Cel zadania. Przepisz w formie ponumerowanej listy wiersze rekordów, zaczynając od wiersza z "Segment every instance of the white" i kończąc na wierszu z "M303 67L288 65L249", razem z tymi dwoma wierszami i bez pustych linii. Obrazki pomiń.

------------------------------------------------------------------------

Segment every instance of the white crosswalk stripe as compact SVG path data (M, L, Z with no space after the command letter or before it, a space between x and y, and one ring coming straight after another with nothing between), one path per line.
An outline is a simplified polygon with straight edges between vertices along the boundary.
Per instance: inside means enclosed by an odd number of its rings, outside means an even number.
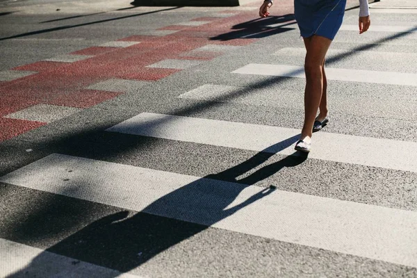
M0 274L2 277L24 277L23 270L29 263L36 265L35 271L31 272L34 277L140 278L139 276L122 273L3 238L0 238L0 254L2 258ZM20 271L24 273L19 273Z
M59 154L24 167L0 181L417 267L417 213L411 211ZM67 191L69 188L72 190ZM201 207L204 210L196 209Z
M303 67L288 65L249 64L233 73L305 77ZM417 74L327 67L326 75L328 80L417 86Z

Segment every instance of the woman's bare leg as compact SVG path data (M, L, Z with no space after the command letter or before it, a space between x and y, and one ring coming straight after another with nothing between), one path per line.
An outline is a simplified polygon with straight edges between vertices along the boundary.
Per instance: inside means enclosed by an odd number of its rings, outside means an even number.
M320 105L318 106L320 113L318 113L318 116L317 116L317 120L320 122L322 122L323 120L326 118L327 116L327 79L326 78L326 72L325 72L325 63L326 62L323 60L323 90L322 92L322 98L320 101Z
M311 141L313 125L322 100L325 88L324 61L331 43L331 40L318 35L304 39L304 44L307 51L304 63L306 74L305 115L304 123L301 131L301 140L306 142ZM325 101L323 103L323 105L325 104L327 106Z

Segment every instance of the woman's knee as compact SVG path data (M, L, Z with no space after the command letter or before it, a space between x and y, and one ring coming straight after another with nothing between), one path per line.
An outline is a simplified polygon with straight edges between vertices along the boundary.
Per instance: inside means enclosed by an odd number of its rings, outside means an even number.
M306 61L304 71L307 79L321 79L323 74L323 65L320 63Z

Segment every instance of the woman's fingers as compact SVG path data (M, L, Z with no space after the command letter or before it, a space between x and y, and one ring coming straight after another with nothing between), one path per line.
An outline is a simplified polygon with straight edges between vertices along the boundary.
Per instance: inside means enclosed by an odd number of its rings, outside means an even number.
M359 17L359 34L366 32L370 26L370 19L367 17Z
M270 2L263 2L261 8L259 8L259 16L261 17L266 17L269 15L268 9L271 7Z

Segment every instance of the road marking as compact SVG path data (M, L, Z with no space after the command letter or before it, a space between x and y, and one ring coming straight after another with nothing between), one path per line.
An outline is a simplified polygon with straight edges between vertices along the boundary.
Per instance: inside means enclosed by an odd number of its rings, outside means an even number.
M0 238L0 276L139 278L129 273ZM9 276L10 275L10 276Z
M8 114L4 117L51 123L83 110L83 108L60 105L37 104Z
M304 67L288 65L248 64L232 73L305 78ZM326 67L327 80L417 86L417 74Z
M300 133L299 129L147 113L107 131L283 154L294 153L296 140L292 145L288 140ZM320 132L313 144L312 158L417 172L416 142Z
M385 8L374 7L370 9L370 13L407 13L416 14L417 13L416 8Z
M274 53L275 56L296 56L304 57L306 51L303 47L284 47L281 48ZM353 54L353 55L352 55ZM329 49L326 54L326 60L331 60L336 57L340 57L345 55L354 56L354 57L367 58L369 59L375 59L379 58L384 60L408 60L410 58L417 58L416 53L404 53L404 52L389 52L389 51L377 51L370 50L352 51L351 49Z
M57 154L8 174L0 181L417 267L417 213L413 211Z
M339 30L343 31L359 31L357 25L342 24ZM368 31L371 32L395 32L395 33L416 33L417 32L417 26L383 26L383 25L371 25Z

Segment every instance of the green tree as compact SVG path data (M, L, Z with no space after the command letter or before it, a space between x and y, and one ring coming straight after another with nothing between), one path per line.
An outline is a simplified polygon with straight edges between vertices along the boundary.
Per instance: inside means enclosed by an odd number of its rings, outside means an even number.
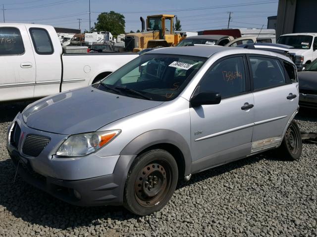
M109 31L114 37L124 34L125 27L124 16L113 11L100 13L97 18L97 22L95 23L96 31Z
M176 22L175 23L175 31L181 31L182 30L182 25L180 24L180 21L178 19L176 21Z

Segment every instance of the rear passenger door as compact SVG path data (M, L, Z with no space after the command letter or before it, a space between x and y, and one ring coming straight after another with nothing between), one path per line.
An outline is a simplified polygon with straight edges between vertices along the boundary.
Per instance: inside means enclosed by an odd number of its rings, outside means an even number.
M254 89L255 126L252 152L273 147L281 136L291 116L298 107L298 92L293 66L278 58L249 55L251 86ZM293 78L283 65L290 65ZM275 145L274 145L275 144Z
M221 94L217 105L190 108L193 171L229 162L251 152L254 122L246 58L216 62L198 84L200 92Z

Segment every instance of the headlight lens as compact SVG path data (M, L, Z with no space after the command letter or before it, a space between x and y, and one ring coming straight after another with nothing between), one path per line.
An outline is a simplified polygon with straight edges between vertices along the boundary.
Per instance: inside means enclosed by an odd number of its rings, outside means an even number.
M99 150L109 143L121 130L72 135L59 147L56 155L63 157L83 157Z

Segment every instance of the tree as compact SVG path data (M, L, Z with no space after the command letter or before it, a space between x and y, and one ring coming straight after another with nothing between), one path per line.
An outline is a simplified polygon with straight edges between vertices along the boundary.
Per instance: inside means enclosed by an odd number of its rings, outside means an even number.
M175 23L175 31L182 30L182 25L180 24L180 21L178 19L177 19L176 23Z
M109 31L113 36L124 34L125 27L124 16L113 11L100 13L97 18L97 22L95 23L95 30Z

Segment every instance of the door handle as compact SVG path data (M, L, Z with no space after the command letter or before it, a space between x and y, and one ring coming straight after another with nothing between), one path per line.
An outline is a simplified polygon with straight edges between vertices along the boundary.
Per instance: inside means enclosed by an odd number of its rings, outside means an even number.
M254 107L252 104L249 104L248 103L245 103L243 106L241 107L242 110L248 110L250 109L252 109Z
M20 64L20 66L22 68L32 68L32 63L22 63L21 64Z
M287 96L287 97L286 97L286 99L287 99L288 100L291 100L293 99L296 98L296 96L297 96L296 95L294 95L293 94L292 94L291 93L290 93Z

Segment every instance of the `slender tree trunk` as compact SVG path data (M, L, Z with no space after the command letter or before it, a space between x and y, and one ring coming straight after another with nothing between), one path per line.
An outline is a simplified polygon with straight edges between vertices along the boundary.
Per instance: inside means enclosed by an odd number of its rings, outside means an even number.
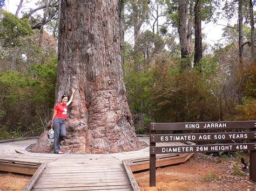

------------------------------------------------------------------------

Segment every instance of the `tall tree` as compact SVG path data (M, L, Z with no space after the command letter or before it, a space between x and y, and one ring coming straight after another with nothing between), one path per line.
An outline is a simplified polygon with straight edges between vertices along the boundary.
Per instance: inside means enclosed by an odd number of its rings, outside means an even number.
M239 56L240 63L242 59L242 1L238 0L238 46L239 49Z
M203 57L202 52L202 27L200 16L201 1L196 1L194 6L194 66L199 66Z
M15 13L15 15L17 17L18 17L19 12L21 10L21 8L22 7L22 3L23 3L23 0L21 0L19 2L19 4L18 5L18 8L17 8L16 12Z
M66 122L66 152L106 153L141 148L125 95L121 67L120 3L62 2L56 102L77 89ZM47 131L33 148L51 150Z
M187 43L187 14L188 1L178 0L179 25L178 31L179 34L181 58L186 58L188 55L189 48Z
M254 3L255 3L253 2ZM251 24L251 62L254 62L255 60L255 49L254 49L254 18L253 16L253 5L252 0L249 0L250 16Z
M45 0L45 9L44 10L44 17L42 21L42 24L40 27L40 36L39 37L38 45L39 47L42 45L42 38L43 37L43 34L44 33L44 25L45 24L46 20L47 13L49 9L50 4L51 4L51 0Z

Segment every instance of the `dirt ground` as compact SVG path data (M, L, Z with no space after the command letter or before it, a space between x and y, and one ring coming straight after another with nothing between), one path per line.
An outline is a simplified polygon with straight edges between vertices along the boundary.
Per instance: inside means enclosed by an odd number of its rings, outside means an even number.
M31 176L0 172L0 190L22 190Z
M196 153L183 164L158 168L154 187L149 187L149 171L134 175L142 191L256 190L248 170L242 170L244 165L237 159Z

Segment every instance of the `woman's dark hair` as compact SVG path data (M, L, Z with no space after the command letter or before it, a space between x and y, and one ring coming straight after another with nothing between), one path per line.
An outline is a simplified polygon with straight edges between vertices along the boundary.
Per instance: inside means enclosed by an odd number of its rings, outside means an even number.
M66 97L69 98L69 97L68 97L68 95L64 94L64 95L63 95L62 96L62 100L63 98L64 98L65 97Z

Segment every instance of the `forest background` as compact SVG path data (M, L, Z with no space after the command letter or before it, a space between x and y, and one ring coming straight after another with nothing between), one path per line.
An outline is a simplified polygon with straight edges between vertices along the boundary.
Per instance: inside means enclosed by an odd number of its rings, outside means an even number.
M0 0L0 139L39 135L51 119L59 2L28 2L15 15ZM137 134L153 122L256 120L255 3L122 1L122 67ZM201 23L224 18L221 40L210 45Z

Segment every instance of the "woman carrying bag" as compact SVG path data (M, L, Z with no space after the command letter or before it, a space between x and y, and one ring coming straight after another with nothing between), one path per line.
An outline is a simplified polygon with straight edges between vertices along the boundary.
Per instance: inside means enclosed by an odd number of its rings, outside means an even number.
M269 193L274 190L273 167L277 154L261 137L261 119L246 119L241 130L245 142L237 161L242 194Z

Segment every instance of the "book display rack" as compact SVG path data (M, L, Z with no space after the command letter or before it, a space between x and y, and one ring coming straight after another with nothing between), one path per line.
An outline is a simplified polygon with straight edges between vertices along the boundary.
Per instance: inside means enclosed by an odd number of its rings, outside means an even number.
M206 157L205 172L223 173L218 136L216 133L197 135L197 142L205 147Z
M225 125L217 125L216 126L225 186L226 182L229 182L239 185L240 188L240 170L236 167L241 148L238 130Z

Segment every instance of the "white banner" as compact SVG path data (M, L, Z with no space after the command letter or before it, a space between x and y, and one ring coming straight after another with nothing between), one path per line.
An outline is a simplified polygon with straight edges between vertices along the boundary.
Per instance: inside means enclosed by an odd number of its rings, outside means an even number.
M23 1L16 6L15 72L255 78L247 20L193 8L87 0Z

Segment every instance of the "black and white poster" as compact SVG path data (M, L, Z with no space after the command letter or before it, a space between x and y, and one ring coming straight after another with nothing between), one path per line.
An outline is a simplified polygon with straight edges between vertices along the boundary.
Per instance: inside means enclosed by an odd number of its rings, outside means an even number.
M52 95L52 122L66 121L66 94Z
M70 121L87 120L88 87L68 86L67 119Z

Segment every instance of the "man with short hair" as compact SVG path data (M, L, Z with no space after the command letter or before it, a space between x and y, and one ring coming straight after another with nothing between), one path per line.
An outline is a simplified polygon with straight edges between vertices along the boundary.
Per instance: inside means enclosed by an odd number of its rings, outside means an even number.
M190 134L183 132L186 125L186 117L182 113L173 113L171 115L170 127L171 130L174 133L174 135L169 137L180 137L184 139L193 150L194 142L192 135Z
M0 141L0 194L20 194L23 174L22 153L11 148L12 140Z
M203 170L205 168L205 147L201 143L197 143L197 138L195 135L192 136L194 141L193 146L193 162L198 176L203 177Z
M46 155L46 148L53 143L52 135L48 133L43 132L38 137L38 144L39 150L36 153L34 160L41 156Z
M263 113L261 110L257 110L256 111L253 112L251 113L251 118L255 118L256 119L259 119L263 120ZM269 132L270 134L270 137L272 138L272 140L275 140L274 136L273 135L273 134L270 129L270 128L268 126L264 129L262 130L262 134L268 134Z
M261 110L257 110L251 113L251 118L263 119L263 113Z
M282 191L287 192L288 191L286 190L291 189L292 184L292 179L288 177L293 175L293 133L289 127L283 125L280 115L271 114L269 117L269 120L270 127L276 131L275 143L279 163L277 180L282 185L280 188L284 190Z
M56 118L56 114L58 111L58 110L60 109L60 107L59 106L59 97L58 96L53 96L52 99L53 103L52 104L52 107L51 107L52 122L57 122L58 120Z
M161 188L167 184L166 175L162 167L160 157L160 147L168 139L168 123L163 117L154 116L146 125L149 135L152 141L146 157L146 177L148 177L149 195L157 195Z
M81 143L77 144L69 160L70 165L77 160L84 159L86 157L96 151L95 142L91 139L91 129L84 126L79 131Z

------------------------------------------------------------------------

Wynik.
1. Segment every instance of the white crosswalk stripe as compact SVG path data (M, L, Z with no space after the command letter or before it, a space between x and y, and one ring coming straight after another with nothing between), one path per line.
2. An outline is a simplified polygon with straight edges between vertices along the boundary.
3. Per instance: inside means enclosed by an odd number of its rings, outside means an even number.
4. M0 274L2 277L24 277L23 270L29 263L36 265L35 271L31 272L34 277L140 278L139 276L122 273L3 238L0 238L0 254L2 258ZM20 271L24 273L19 273Z
5. M59 154L24 167L0 181L417 267L417 213L411 211ZM67 191L69 188L72 190ZM201 207L204 210L196 209Z
6. M303 67L288 65L249 64L233 73L305 77ZM417 74L327 67L326 75L328 80L417 86Z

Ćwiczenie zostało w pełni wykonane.